- _REQUIRED WORK_:
A. Decide whether each statement below agrees with the passage on HLHS. For each, answer yes or no and quote the words from the passage that settle it.
(i) HLHS affects roughly 1% of children with a CHD.
(ii) The Glenn procedure is performed within the first week of life.
(iii) Donor rejection rates are lower in children than in adults.
B. Rewrite part of the passage on HLHS, changing "three decades" to "thirty years". Begin at the words "Over the last" and stop after "degradation over time.".
C. Extend the passage on HLHS, starting right after its final sentence.

- _READING PASSAGE_:
------------------------------------------------

What is HLHS?

Hypoplastic Left Heart Syndrome, or HLHS, is a Congenital Heart Defect (CHD) where the left side of the heart does not form properly. It is a rare and severe CHD only affecting roughly 1% of children with a CHD. Effectively children with HLHS have only the right side of their heart functioning. This side of the heart, in a normal heart, takes blood in from the body and pumps it to the lungs. The left side of the heart takes the blood from the lungs and pumps it back out to the body. Without the left side, the heart cannot pump blood to the body and the body's organs rapidly become oxygen starved. Until recently children born with HLHS did not survive longer than a week after birth.

Over the last three decades a course of three surgeries was developed that allowed the heart to be reshaped in order to allow the right side of the heart to act as the whole heart. The first surgery, the Norwood procedure, is performed within the first week of life. The second surgery, the Glenn procedure, is performed around 3 months of age. The final surgery, the Fontan procedure, is performed around 3 years of age. While these procedures have allowed children to live into adulthood, there is no certainty as to how long the heart will continue to function or if there will be degradation over time.

Instead of having the surgical procedures performed some children may receive a heart transplant. This is rare, as donor hearts are not common and donor rejection rates are the same in children as they are in adults. The sad truth is that even if a child receives a heart transplant instead of getting the heart surgeries and the transplant is not rejected, they still face many potential medical struggles.

------------------------------------------------

- _EXTRACTED INFORMATION_:
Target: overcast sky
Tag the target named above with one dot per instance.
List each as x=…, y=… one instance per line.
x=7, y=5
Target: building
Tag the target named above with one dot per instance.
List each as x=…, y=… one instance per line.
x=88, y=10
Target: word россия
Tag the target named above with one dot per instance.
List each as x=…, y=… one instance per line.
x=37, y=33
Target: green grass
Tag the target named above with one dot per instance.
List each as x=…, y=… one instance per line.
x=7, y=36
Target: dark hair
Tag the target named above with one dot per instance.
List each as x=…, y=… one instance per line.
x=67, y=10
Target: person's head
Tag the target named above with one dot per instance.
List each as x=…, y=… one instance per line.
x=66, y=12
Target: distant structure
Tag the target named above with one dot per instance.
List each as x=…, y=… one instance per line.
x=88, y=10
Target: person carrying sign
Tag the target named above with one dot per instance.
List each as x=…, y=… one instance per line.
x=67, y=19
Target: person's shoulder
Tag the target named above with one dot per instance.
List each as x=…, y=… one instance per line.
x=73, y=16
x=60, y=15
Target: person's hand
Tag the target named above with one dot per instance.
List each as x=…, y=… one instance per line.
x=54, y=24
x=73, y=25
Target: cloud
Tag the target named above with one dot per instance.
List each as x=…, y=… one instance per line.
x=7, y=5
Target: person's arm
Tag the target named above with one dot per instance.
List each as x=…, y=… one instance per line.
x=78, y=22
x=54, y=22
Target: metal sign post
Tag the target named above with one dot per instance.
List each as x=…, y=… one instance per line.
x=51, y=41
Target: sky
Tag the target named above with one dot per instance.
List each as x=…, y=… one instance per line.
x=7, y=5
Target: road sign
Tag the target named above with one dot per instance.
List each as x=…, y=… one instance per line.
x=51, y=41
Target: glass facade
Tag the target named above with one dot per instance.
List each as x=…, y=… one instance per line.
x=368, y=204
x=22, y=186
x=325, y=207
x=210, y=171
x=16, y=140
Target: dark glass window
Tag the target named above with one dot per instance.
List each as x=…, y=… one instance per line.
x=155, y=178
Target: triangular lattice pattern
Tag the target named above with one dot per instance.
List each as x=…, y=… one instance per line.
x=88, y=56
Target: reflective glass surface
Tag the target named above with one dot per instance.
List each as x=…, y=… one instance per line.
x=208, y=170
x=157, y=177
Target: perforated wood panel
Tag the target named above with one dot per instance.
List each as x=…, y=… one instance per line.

------------------------------------------------

- _TASK ANSWERS_:
A.
(i) Yes: "It is a rare and severe CHD only affecting roughly 1% of children with a CHD."
(ii) No: "The second surgery, the Glenn procedure, is performed around 3 months of age."
(iii) No: "donor rejection rates are the same in children as they are in adults."

B.
Over the last thirty years a course of three surgeries was developed that allowed the heart to be reshaped in order to allow the right side of the heart to act as the whole heart. The first surgery, the Norwood procedure, is performed within the first week of life. The second surgery, the Glenn procedure, is performed around 3 months of age. The final surgery, the Fontan procedure, is performed around 3 years of age. While these procedures have allowed children to live into adulthood, there is no certainty as to how long the heart will continue to function or if there will be degradation over time.

C.
Why is research important?

Recent years have seen amazing work in the area of surgical re-working of the heart in order to give children the best chance to make it into adulthood. But that heart growing into adulthood and beyond is an uncharted territory. No good data exists to show how a single ventricle heart will function over the lifetime of an individual. The question: "How long can half a heart do the work of a whole heart?" hasn't been answered yet. We want the answer to be: as long as you need it to! But if that isn't the answer we get, then research into solutions for these unknowns is necessary to ensure that people with HLHS can lead full lives.


What is a CHD?

Congenital Heart Defects, or CHD, are birth defects that occur in the heart. They can take many forms from simple size issues in the heart valves, to holes in the heart chamber walls, to conditions like HLHS where entire portions of the heart remain unformed or misformed at birth.